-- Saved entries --
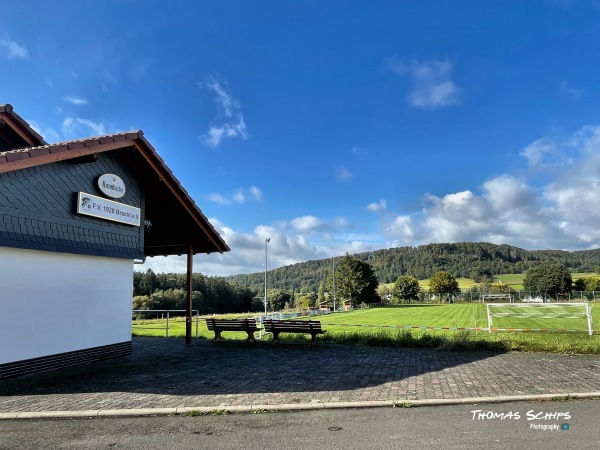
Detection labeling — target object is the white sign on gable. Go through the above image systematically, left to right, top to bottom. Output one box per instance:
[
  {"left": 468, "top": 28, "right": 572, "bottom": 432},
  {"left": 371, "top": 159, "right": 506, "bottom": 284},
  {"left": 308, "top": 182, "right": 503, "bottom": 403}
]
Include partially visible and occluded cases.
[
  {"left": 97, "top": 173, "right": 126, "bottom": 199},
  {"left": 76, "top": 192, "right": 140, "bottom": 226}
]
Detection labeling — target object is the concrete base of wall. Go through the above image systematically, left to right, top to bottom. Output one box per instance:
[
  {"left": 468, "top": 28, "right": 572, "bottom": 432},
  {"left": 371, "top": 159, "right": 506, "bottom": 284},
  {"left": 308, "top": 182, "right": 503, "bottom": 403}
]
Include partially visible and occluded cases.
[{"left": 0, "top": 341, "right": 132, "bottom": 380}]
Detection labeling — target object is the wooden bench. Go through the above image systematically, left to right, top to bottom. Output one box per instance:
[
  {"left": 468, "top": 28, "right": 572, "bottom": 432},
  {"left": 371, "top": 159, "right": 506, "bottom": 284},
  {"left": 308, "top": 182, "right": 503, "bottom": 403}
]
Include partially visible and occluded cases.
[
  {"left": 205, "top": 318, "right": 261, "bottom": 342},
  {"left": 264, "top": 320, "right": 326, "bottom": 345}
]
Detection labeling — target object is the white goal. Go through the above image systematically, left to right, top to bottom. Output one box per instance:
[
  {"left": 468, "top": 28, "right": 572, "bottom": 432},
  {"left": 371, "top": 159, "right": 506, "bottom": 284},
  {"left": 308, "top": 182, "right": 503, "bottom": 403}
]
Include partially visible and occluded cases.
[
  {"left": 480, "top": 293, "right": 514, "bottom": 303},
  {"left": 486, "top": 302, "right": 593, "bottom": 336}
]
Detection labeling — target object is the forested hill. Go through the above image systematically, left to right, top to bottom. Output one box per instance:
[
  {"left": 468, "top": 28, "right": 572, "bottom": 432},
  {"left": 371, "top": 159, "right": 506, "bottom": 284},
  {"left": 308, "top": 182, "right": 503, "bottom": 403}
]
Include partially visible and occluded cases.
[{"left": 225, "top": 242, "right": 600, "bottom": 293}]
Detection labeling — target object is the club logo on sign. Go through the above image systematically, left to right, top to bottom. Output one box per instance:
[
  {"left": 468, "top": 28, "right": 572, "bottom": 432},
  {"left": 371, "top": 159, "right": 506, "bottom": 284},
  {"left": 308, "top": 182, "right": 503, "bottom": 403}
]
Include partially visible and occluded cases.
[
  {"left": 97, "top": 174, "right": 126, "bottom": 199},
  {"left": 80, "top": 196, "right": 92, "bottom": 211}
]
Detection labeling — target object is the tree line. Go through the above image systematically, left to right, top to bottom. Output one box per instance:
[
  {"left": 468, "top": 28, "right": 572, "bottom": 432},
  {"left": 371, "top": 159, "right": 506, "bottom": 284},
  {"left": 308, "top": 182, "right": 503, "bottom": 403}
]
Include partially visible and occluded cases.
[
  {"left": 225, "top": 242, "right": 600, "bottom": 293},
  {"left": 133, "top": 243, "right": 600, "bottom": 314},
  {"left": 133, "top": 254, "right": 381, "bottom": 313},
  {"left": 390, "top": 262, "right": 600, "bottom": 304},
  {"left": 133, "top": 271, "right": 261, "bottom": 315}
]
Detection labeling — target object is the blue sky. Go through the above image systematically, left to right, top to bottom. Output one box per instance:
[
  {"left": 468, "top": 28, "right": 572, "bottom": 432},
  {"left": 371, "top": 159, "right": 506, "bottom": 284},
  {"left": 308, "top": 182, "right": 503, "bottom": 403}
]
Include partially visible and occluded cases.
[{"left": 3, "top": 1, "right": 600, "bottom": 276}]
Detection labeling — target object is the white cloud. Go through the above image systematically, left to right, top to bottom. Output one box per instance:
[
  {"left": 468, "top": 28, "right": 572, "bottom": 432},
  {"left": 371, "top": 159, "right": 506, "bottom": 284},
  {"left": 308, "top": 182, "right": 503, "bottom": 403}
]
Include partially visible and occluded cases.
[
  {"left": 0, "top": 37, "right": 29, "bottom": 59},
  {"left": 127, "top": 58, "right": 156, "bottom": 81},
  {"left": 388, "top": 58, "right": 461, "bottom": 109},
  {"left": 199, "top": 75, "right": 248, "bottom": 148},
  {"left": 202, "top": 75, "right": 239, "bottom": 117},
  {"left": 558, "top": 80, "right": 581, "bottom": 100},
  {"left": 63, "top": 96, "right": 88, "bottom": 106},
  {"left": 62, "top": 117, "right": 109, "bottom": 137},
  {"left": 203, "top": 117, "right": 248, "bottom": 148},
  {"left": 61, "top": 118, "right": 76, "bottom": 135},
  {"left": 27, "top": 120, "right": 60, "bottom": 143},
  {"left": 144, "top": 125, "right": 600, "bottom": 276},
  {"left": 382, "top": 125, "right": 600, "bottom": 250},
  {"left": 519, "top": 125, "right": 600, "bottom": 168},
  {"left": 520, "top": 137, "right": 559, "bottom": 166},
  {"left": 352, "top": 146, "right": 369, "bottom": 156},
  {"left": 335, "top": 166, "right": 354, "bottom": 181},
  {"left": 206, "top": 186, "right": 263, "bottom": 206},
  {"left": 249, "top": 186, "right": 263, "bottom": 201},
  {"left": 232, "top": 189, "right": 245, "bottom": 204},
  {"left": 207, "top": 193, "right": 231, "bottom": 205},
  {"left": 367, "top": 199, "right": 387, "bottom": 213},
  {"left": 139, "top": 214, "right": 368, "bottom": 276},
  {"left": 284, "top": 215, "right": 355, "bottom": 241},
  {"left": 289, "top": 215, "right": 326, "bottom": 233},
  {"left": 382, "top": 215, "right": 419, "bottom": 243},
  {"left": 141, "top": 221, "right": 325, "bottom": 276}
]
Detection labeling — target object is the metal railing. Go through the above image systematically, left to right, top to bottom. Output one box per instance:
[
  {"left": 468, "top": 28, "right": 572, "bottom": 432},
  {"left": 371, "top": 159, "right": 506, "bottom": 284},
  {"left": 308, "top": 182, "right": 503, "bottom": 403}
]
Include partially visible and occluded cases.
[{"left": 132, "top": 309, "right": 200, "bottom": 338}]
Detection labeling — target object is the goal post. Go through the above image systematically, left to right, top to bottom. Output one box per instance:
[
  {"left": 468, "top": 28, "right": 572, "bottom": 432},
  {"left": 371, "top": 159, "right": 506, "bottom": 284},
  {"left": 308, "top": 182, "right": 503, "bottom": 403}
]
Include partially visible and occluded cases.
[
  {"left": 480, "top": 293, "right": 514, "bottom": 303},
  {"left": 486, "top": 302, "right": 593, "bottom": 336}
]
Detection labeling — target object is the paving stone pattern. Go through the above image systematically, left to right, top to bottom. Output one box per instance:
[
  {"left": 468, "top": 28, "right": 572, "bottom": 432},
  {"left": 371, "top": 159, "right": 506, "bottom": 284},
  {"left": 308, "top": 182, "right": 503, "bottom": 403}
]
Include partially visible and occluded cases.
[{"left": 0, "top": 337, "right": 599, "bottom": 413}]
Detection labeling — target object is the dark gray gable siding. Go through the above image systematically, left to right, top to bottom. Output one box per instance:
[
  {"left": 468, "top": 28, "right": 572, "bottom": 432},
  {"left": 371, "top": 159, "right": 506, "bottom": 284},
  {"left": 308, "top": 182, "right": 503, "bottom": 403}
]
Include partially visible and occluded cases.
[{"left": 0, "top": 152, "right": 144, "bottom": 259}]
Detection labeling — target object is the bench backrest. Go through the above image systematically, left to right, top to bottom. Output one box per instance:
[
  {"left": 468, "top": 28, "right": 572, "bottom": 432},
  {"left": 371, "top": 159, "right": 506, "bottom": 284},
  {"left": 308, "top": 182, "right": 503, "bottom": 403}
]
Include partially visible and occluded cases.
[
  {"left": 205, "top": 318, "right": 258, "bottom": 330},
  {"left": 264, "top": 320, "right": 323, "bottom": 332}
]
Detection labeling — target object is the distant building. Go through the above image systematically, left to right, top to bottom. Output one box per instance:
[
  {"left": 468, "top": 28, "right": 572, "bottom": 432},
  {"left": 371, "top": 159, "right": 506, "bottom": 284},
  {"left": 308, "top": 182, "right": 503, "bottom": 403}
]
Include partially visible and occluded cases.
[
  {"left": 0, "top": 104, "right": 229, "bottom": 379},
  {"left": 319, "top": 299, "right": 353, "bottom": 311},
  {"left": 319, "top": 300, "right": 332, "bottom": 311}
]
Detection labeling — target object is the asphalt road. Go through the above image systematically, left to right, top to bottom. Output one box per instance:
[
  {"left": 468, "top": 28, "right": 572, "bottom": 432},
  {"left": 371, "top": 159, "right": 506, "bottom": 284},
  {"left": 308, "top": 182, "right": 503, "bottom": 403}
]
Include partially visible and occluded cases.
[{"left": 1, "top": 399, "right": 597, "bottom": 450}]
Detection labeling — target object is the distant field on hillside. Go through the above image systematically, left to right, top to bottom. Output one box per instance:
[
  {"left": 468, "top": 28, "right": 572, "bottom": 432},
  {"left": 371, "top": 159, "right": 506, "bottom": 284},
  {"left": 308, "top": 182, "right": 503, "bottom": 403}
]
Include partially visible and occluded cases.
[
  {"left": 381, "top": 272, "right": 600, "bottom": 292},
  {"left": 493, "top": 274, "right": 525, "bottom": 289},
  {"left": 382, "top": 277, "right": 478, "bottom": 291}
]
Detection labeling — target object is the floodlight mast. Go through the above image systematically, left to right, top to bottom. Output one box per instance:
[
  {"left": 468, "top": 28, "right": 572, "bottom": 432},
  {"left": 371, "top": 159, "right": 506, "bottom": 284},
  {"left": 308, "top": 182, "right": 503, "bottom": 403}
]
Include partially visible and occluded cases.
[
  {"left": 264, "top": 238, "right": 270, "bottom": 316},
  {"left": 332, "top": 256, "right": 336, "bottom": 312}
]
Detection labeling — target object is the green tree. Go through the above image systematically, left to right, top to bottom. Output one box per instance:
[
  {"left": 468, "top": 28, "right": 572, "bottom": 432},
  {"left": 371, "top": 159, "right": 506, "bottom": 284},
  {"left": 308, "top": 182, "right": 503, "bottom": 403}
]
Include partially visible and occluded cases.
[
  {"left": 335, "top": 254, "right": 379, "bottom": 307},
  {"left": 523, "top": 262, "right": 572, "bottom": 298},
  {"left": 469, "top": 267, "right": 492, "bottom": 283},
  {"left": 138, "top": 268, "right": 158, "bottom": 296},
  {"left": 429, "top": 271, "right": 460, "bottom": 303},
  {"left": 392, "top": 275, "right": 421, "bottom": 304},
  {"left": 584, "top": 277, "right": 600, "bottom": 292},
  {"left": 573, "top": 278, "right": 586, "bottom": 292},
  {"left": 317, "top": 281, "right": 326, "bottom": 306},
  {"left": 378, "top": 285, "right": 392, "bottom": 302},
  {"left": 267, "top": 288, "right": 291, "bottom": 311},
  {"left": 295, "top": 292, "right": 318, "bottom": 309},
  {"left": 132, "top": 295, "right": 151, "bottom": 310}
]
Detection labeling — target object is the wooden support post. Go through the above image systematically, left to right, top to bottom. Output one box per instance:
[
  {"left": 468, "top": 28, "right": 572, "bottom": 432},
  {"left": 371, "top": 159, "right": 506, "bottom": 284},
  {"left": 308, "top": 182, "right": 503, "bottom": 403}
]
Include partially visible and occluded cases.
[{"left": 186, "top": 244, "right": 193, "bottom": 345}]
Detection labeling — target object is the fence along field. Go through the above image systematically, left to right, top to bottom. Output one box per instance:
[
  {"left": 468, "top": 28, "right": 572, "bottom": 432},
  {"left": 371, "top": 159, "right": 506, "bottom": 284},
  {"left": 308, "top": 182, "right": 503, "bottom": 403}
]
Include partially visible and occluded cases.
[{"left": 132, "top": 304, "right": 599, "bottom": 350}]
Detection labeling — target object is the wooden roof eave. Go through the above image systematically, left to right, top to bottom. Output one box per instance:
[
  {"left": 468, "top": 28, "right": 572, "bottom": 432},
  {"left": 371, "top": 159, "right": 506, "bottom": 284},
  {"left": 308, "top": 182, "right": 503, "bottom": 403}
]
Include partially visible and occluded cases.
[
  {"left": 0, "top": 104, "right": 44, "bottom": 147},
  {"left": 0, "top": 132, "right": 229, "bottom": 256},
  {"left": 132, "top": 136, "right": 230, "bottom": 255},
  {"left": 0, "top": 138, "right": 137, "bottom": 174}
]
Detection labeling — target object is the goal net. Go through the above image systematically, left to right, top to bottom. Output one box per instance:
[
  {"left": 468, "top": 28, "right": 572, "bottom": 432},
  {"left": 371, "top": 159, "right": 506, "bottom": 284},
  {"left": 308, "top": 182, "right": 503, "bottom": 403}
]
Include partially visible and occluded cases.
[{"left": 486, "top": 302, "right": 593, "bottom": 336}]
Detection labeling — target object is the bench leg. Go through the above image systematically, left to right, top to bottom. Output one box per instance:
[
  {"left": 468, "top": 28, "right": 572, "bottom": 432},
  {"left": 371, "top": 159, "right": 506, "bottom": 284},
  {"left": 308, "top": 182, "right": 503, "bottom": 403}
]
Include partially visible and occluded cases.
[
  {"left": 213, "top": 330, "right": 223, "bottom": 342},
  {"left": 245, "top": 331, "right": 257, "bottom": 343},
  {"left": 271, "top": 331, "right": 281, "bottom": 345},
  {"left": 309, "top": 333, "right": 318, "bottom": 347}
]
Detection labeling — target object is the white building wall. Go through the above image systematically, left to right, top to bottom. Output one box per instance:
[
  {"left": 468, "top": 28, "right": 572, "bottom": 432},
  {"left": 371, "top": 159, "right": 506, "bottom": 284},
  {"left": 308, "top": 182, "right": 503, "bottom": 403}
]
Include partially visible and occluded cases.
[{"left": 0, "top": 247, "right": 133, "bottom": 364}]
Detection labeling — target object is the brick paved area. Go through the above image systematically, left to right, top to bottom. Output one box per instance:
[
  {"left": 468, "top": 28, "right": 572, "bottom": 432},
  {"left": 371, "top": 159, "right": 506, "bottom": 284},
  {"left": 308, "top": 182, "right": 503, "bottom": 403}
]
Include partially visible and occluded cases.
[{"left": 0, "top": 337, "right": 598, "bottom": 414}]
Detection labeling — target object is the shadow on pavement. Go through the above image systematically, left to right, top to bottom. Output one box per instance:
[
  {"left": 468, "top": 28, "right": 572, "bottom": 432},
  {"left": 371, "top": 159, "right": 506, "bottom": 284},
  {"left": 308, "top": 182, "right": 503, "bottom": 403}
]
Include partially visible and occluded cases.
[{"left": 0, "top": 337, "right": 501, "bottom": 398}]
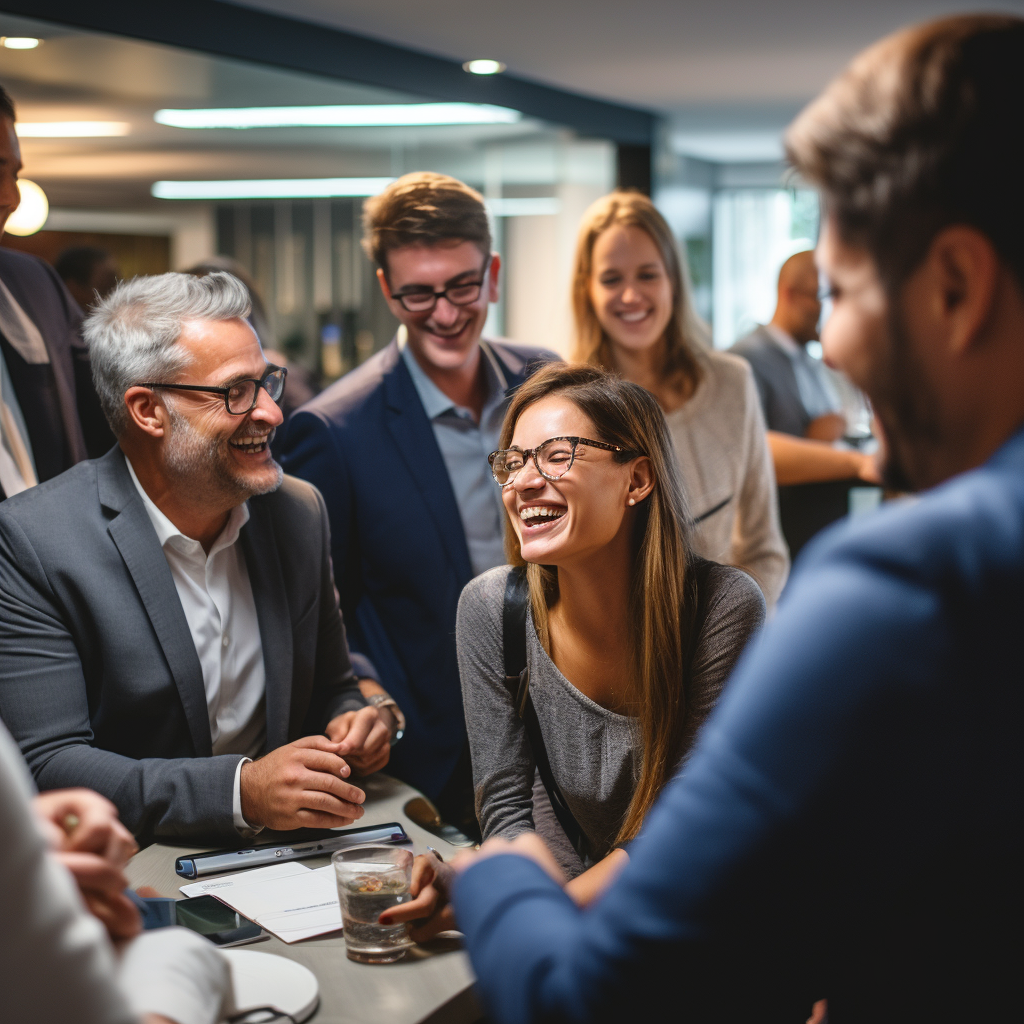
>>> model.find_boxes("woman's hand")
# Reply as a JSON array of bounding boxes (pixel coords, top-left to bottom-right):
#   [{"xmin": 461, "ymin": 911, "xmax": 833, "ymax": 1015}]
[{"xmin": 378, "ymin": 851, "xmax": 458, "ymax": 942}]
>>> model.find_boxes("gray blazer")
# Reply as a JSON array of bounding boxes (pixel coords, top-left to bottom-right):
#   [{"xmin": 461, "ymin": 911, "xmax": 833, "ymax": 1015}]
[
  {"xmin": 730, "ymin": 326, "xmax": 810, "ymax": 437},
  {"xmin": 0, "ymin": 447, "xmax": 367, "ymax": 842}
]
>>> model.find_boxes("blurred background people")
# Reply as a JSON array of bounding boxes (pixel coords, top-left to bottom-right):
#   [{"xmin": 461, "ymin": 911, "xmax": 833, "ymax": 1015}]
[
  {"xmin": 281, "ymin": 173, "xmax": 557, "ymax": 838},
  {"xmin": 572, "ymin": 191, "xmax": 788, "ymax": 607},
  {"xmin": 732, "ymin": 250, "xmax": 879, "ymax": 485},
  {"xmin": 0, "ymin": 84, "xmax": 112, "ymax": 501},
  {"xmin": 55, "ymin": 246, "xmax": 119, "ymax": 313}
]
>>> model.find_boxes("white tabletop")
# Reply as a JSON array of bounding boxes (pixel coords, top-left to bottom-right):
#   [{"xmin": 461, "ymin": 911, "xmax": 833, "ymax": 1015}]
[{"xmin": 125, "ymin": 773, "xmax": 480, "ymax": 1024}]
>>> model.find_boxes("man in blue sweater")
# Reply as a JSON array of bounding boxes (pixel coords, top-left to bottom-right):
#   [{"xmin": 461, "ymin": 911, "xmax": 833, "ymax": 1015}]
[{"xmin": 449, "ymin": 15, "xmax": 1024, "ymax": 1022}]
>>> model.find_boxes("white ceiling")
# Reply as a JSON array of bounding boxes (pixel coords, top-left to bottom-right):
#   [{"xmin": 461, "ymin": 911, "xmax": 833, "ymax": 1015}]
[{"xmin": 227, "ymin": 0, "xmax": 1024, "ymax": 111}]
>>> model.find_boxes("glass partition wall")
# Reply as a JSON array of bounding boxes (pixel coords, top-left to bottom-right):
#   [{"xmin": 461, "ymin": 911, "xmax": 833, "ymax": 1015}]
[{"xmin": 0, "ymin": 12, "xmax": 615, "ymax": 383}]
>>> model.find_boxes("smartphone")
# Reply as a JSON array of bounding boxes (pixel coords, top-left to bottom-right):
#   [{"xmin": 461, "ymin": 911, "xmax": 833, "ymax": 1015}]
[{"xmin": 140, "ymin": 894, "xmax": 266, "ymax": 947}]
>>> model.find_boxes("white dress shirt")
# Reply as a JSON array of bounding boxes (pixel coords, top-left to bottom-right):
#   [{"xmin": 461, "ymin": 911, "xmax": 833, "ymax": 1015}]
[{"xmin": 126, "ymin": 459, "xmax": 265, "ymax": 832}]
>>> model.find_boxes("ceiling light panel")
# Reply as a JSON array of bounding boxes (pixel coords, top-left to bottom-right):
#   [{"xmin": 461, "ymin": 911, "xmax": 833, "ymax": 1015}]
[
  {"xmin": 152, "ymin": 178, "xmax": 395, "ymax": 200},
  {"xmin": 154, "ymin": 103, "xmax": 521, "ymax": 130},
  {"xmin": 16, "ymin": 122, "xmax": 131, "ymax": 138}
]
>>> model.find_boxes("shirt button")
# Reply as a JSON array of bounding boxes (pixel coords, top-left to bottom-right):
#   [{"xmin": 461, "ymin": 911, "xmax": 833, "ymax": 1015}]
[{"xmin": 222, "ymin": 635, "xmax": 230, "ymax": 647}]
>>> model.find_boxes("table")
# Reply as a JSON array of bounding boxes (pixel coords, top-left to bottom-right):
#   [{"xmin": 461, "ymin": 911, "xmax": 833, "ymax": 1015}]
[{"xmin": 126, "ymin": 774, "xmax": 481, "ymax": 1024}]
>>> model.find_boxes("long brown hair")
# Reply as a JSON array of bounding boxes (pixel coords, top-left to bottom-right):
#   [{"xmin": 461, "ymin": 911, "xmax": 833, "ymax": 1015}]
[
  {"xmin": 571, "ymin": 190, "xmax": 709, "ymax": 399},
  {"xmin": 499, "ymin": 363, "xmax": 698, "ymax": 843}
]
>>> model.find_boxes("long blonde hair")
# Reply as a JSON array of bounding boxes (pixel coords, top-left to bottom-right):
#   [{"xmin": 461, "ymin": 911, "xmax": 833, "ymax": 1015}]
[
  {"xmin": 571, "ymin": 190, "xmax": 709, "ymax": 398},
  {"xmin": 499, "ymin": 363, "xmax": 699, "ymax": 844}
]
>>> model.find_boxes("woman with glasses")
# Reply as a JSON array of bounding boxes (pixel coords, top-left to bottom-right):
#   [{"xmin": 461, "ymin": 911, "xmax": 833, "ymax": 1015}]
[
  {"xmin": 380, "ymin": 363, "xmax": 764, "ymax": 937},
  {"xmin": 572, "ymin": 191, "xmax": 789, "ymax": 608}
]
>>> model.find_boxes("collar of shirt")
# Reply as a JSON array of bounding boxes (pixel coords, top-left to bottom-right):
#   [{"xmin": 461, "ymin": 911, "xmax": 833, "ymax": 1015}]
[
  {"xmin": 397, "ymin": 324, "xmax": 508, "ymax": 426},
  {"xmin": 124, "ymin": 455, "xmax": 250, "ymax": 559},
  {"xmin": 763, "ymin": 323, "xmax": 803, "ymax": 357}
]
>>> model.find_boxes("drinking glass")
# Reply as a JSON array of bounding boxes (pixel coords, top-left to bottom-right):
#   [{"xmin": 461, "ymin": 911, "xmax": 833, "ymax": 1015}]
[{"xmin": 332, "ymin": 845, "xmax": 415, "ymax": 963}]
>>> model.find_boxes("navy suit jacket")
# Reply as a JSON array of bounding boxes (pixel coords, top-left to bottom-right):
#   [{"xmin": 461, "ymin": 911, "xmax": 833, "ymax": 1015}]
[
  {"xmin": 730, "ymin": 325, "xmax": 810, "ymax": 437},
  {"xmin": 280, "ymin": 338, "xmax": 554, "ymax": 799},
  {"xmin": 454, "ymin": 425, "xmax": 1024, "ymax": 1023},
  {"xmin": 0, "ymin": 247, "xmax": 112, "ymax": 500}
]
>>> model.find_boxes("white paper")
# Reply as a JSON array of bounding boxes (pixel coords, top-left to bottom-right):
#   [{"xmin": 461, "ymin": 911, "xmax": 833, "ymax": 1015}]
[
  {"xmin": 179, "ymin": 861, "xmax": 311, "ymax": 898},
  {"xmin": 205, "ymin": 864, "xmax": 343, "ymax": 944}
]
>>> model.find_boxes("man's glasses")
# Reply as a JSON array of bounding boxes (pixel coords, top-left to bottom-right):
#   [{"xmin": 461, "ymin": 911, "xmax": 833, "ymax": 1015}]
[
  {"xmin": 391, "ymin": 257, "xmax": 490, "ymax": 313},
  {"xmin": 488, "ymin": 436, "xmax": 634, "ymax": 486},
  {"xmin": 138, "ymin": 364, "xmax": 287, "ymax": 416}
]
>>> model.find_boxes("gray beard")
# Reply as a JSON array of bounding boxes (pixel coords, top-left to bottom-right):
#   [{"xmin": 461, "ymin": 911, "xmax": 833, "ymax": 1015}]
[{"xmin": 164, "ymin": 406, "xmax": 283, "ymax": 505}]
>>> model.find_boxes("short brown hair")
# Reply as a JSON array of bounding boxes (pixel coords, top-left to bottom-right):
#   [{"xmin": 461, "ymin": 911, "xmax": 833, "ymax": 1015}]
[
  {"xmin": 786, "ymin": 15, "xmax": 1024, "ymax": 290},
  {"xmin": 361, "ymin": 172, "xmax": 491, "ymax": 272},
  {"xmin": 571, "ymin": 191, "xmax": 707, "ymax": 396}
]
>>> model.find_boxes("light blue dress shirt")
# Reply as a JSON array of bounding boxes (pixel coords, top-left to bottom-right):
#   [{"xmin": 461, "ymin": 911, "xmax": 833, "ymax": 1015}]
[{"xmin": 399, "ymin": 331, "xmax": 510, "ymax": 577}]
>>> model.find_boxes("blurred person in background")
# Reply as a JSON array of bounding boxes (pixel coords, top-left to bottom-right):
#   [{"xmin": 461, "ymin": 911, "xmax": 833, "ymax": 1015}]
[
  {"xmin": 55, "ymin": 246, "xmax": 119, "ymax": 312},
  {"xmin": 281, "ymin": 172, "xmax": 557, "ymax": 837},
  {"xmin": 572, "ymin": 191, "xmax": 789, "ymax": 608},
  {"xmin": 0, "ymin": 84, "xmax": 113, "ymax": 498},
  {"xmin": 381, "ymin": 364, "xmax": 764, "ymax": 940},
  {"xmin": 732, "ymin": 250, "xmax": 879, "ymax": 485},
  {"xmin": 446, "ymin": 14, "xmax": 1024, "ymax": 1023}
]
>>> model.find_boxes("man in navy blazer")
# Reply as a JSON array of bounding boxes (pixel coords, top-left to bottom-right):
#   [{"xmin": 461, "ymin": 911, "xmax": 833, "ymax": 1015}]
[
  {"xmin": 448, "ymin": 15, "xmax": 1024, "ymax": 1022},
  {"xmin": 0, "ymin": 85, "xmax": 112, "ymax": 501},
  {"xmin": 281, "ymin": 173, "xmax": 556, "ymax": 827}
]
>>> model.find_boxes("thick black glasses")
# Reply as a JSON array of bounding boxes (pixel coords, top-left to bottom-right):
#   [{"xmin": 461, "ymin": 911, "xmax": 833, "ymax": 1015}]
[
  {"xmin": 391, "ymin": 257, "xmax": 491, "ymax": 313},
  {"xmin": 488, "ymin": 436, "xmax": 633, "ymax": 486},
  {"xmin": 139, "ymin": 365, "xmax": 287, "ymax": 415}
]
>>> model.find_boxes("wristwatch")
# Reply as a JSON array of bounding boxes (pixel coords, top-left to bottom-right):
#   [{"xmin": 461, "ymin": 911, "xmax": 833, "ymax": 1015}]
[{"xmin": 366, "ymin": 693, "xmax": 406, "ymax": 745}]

-- What to work on --
All lines above with the word "navy" need to be reported.

-- Problem solution --
>>> model.find_boxes("navy suit jacket")
>>> model.find_boxes("man in navy blazer")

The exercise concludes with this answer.